+++ Provided passage
I'm not sure if my time with Saint Bonaventure has been going amazingly well. The second class was canceled as a variety of reasons led to only one other capable of coming to the church, so instead I chatted with her and her husband at her house.
The first chapter had me hoping for a flow chart and I am not one to hope for such things. But so many things being divided into so many parts, and being doubled and then and then... my mind was swimming to see how everything was connected. And when I sat down with my friends at Holy Trinity... it made for a struggle.
But things linger. Like when he I read this out loud...
++++++
+++ Extracted entries
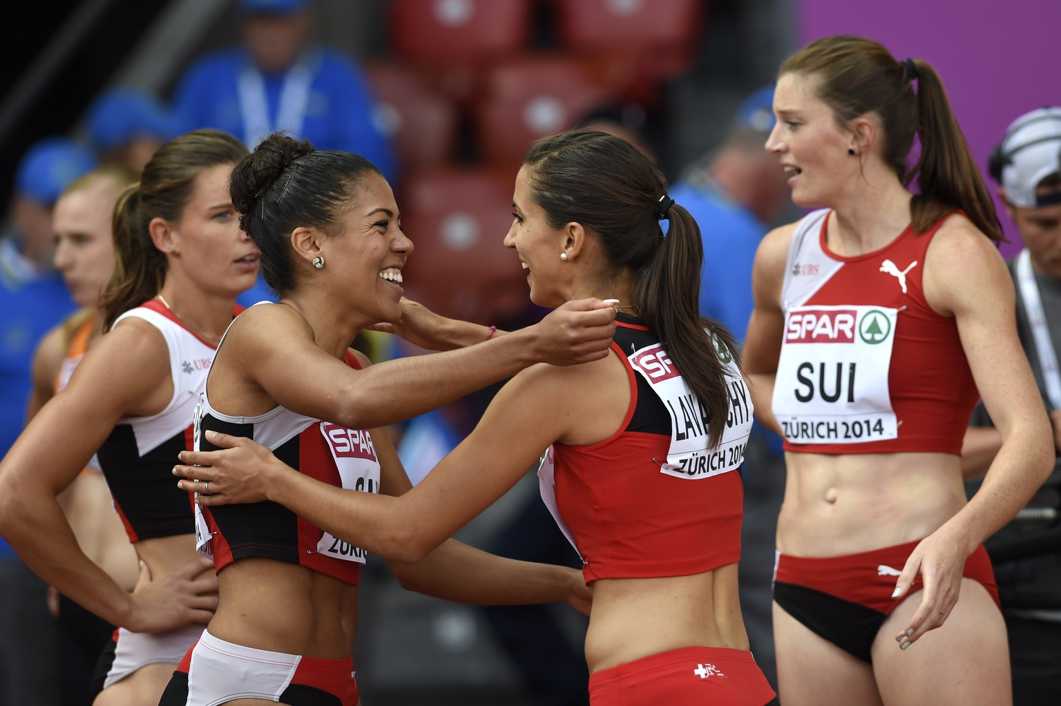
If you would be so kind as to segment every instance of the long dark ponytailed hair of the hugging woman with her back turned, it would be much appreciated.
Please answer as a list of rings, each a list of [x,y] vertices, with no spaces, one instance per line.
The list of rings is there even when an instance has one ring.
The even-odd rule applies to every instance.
++++++
+++ Extracted entries
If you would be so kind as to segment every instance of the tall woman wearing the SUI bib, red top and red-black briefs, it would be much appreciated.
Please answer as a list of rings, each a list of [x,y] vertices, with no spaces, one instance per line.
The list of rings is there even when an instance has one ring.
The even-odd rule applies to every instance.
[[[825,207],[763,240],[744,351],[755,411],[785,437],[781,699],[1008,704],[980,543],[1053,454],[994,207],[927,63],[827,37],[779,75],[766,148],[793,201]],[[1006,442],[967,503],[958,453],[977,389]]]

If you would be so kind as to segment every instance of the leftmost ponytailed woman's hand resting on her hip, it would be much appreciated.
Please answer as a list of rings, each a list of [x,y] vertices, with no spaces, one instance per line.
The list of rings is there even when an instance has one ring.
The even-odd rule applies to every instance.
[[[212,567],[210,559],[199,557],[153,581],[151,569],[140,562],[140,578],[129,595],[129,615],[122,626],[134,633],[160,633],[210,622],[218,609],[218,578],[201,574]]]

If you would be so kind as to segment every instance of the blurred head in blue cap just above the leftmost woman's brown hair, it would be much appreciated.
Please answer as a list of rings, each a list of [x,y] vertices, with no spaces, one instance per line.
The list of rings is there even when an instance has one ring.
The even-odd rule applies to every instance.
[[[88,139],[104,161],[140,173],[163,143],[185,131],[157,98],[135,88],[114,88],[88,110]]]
++++++
• [Task instructions]: Reproduce the passage about the Saint Bonaventure reading group word for word, from start to finish.

• [Exercise answer]:
I'm not sure if my time with Saint Bonaventure has been going amazingly well. The second class was canceled as a variety of reasons led to only one other capable of coming to the church, so instead I chatted with her and her husband at her house.
The first chapter had me hoping for a flow chart and I am not one to hope for such things. But so many things being divided into so many parts, and being doubled and then and then... my mind was swimming to see how everything was connected. And when I sat down with my friends at Holy Trinity... it made for a struggle.
But things linger. Like when he I read this out loud...